From Mujuru to Baloyi: How Zimbabwe’s power struggles are fought through character assassination
“When a hyena wants to eat its children, it first accuses them of smelling like goats.” – African proverb
By any measure, the recent barrage of accusations by Temba Mliswa against Mrs Miniyothabo Baloyi-Chiwenga reads less like a conscientious exposé and more like a deliberate smear campaign, tailored to serve a factional narrative within Zimbabwe’s turbulent political landscape.
In the tradition of ZANU PF’s internecine politics, where character assassination is often the weapon of choice, Mliswa’s interventions must be examined with an eye for evidence, logic, and motive.
What emerges upon inspection is not a case built on proof, but a patchwork of unsubstantiated claims, speculative reasoning, and personal vendetta dressed in the garb of moral outrage.
To begin, Mliswa’s public statements claim that Miniyothabo Baloyi-Chiwenga, a serving officer in the Zimbabwe Defence Forces, is conflicted by virtue of her marriage to Vice President Constantino Chiwenga.
He argues that she should retire from the military, alleging that her continued service undermines institutional integrity.
Yet, in the same breath, Mliswa has never demanded similar accountability for Sean Mnangagwa, the son of President Emmerson Mnangagwa, who also serves in the military.
If the argument is truly about conflict of interest, then consistency requires that both be subjected to the same scrutiny. The glaring contradiction exposes the political selectivity of Mliswa’s reasoning.
As the African proverb goes, a mosquito that perches on a man’s scrotum receives the softest slap. What he terms a conflict of interest for Baloyi becomes, by convenient omission, a non-issue when it concerns the First Family.

* [DATA SEGMENT]:
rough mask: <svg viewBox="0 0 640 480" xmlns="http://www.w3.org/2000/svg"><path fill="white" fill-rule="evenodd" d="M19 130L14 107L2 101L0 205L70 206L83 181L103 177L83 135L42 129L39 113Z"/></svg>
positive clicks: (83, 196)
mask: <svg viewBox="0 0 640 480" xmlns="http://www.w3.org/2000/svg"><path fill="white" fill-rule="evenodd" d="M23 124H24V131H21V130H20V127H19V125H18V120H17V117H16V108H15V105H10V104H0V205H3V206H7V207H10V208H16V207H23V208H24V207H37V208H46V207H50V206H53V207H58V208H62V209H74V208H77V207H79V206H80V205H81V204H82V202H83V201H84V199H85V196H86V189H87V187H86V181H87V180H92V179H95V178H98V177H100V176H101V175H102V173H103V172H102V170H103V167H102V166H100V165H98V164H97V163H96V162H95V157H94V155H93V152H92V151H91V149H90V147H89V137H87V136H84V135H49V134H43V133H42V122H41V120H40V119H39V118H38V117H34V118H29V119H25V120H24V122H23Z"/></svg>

* [INSTRUCTIONS]:
1) From the article on Zimbabwe's power struggles, reproduce the passage that begins at the words "Yet, in the" and stops after the words "in the military.".
2) According to the article on Zimbabwe's power struggles, why does Mliswa's conflict-of-interest argument against Baloyi-Chiwenga expose political selectivity?

* [RESPONSES]:
1)
Yet, in the same breath, Mliswa has never demanded similar accountability for Sean Mnangagwa, the son of President Emmerson Mnangagwa, who also serves in the military.

2) Mliswa says Baloyi-Chiwenga is conflicted because she is a serving officer married to the Vice President. He has never demanded similar accountability for Sean Mnangagwa, the President's son, who also serves in the military. The article argues that a genuine conflict-of-interest concern would require both to face the same scrutiny, so this inconsistency reveals his selectivity.